#### Problems to work on
A) Do these statements agree with the aphids post? Answer yes or no for each, quoting the words from the aphids post that decide it. (i) In the US, aphids are commonly called 'greenfly.' (ii) The young nymphs born in the spring are all female. (iii) North America has more than 1,300 species of aphids.
B) Can you carry on the aphids post, picking up after its final sentence?

#### Passage
[Start of Attachment]

Dealing with Aphids
Posted October 03, 2012
At one time or another it seems like gardeners have to deal with aphids in the garden, greenhouse or cold frames. They are sometimes called 'greenfly' but not commonly in the US. Typically they are the worse in the spring time, but as we have seen them build a resistance, they can hang out through generations, year round in warmer regions and become a problem in greenhouses. These pests are a teardrop shape with six legs and no larger than 3mm long. Aphids can be green, yellow, blue-green, pinkish-brown and even black. Some have wings while others don't. They feed by sucking plant sap through fine tubular mouth parts, which they insert into plant cells, and you'll usually spot them hiding on the undersides of young leaves or on the bud tips in the spring. There are specific types of aphids for particular plants. Plums for example attract the leaf-curling aphid and cabbage aphid feeds on brassica. There are more than 1,300 species of aphids in North America.
In the spring the adult female aphid will give birth to live young without mating. These young nymphs are all female, so numbers can build up very rapidly. The newly born aphids carry more young ones inside them so new crops of aphids are constant. Certain environmental conditions stimulate production of winged forms like overcrowding and day length. As autumn approaches, they very cleverly produce eggs that will overwinter. If you don't control them, they'll soon take over.

[End of Attachment]

#### Recorded data
[Start of Attachment]

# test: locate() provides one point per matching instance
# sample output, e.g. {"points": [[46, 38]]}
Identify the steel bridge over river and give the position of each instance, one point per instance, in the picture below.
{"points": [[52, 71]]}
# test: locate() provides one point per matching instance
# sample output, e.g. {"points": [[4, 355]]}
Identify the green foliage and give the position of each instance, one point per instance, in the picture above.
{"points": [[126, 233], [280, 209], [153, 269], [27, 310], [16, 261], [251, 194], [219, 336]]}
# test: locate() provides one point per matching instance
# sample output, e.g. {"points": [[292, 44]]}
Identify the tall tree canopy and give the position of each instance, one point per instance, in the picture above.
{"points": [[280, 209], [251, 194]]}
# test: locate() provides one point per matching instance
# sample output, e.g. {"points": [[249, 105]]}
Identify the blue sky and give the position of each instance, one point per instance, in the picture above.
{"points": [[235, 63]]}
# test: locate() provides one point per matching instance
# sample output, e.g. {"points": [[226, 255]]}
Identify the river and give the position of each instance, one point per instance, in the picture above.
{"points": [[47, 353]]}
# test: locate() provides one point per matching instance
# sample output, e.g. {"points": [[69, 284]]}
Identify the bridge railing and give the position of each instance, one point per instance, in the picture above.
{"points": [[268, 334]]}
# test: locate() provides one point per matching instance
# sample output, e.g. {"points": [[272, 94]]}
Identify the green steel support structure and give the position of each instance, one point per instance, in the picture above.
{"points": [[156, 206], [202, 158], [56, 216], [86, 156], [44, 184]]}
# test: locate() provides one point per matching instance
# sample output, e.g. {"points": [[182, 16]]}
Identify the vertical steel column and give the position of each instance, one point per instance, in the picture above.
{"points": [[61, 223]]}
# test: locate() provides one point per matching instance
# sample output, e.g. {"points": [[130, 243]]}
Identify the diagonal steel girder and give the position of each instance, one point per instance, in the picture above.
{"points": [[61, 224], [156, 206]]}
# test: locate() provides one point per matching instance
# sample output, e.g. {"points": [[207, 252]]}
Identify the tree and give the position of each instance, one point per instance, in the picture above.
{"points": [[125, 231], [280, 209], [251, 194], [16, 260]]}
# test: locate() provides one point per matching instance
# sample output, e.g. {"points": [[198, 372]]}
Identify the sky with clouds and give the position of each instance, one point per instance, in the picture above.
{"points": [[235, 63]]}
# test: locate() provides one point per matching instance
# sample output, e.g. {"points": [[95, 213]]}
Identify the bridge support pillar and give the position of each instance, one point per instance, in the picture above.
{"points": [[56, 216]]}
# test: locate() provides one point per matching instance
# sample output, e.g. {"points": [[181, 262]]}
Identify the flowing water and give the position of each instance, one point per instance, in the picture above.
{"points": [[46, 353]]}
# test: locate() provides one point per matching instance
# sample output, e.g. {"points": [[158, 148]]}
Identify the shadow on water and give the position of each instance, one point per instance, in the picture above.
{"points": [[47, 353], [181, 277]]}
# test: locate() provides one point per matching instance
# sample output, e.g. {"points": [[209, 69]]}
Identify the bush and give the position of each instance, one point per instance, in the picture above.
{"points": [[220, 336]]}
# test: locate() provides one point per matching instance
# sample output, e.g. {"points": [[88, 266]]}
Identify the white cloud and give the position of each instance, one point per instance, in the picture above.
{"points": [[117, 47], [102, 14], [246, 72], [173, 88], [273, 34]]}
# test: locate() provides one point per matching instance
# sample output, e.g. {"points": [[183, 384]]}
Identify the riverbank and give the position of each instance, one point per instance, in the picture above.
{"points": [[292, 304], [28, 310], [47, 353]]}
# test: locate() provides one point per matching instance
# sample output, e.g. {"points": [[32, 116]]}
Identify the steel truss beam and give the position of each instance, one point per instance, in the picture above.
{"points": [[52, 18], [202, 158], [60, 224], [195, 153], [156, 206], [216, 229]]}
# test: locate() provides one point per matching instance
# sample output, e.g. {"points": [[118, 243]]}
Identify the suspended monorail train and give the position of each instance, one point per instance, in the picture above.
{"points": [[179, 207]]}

[End of Attachment]

#### Answer set
A)
(i) No: "They are sometimes called 'greenfly' but not commonly in the US."
(ii) Yes: "These young nymphs are all female"
(iii) Yes: "There are more than 1,300 species of aphids in North America."

B)
When inspecting plants, it may be the honeydew you spot. This is a sticky sugar-rich liquid that is excreted as they feed. As the pests travel from plant to plant, they may transmit viruses. They can cause distortion of flowers and fruits. During the spring when fruit trees are in bloom, aphids can take over and literally 'suck' the life out of fruit trees and kill them if they are not controlled. Honeydew also supports the growth of a black sooty mold that can, in severe cases, affect the entire plant.
The key to successful control is using an insecticidal soap or hot pepper wax as a preventive. The very next best thing is to treat them at the first signs of damage, using Endall or Neem PY are good organic choices. Make sure when you are spraying when the aphids are present, to spray the undersides of the leaves. Contact is always better. If aphids have taken over, it's much more difficult to element them. A second or even third spray may be necessary.